§ **Required action**: Return the records below exactly as they are written.

§ **Records supplied**:
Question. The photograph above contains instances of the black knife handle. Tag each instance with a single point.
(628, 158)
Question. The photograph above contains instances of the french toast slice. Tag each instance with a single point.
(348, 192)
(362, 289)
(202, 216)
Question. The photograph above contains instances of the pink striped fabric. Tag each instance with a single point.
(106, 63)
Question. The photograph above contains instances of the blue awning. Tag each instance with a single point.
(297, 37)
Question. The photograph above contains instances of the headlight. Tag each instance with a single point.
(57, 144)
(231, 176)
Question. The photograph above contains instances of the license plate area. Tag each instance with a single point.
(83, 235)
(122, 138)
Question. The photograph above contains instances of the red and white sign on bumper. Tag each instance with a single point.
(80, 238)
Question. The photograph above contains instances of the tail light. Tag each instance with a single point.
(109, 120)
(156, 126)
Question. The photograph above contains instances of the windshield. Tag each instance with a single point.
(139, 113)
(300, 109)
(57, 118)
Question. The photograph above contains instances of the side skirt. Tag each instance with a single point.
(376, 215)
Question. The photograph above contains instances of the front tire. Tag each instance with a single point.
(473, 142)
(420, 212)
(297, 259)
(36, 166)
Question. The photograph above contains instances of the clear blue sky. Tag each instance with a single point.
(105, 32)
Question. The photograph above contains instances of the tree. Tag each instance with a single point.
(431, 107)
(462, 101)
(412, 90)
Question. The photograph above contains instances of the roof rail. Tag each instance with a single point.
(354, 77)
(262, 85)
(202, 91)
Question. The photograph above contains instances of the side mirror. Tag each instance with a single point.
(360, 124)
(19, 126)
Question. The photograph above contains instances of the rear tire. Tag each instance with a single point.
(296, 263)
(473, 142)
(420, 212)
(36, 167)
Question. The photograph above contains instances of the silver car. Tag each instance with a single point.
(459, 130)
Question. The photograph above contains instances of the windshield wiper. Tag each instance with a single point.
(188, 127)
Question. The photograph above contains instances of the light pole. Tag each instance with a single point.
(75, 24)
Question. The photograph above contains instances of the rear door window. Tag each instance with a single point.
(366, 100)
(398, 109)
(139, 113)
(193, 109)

§ **Exercise response**:
Question. The photograph above contains instances of the black knife handle. Tag each instance with a single point.
(628, 158)
Question. The photograph above contains instances of the french toast slice. Tag each instance with a single point.
(348, 192)
(362, 289)
(202, 216)
Question. The photograph above contains instances of the pink striped fabric. Tag each instance with a single point.
(106, 63)
Question. The photograph above contains instances of the blue awning. Tag each instance with a single point.
(297, 37)
Question. The photograph above contains instances of the headlight. Tag each instance with a single point.
(57, 144)
(231, 176)
Question. The photograph above contains instances of the license plate area. Tag each instance with a single point.
(83, 235)
(122, 138)
Question. The photograph above contains instances of the red and white sign on bumper. Tag each instance with a single point.
(80, 238)
Question. The photograph above contains instances of the tail light. Tag each instance with a single point.
(109, 120)
(156, 126)
Question. The photograph above contains instances of the windshield. Tag each instance with a single point.
(139, 113)
(300, 109)
(57, 118)
Question. The photograph above contains instances of the side skirt. Tag each instance with a single point.
(376, 215)
Question. The photograph above contains instances of the front tire. Tag each instance with a single point.
(473, 142)
(420, 212)
(297, 259)
(36, 166)
Question. The photograph above contains instances of the clear blue sky. Tag each instance with a single point.
(105, 32)
Question. The photograph above contains instances of the tree. Tag each instance with a single point.
(431, 107)
(462, 101)
(412, 90)
Question. The photograph above contains instances of the roof rail. Tag each instance with a single point.
(354, 77)
(262, 85)
(202, 91)
Question. The photograph above contains instances of the side mirror. Tag each instance with a single point.
(360, 124)
(19, 126)
Question. The photograph above contains instances of the rear tire. Tag each instance with a single point.
(296, 263)
(473, 142)
(420, 212)
(36, 167)
Question. The photograph above contains instances of the silver car. Tag each instance with a single point.
(459, 130)
Question. The photograph above contains instances of the windshield wiper. Tag each instance with a single point.
(188, 127)
Question. The photograph above contains instances of the light pole. Tag each instance with a single point.
(75, 24)
Question. The photograph above contains instances of the rear door window. Tag each instance with a single point.
(366, 100)
(398, 109)
(139, 113)
(193, 109)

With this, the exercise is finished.